> TEXT SEGMENT

November 09, 2023

21 Homebrewing Lessons I Wish I’d Learned Sooner

We thought we’d put together a list of things we wish we’d known when we started brewing. Whether it’s something that saves you time, money, or even space in your brew cave, there are plenty of ways you can make your hobby an even better experience.

We asked Northern Brewer employees their recommendations for things they wish they’d known or purchased sooner and found answers for homebrewers at just about every level of experience. Learning from mistakes along the way is inevitable, but it doesn’t hurt to gain some wisdom from other homebrewers.

1. Read “How to Brew” by John Palmer

Just starting out in homebrewing? How to Brew covers all the important information you’ll need to know as you get started, along with the basics of brewing, techniques, recipe formulation, and more. Now in its 4th edition, you’ll dive deeper into homebrewing topics and understand how you can take control of your own homebrew.

> DATA EXCERPT
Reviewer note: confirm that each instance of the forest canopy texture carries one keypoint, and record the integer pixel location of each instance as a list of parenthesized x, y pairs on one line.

> PARTS OF THE EXERCISE
1. Do these statements agree with the homebrewing article? Answer yes or no for each and quote the words from the article that decide it.
(a) The recommendations came from Northern Brewer employees.
(b) How to Brew is in its 3rd edition.
(c) The article says mistakes along the way can be avoided.
2. The homebrewing article names things a tip might save you. List all of them.
3. Reproduce everything in the homebrewing article from "We asked Northern" down to "your own homebrew.".

> RESULTS FOR THE EXERCISE
1.
(a) Yes: "We asked Northern Brewer employees their recommendations for things they wish they’d known or purchased sooner"
(b) No: "Now in its 4th edition"
(c) No: "Learning from mistakes along the way is inevitable"

2.
- time
- money
- space in your brew cave

3.
We asked Northern Brewer employees their recommendations for things they wish they’d known or purchased sooner and found answers for homebrewers at just about every level of experience. Learning from mistakes along the way is inevitable, but it doesn’t hurt to gain some wisdom from other homebrewers.

1. Read “How to Brew” by John Palmer

Just starting out in homebrewing? How to Brew covers all the important information you’ll need to know as you get started, along with the basics of brewing, techniques, recipe formulation, and more. Now in its 4th edition, you’ll dive deeper into homebrewing topics and understand how you can take control of your own homebrew.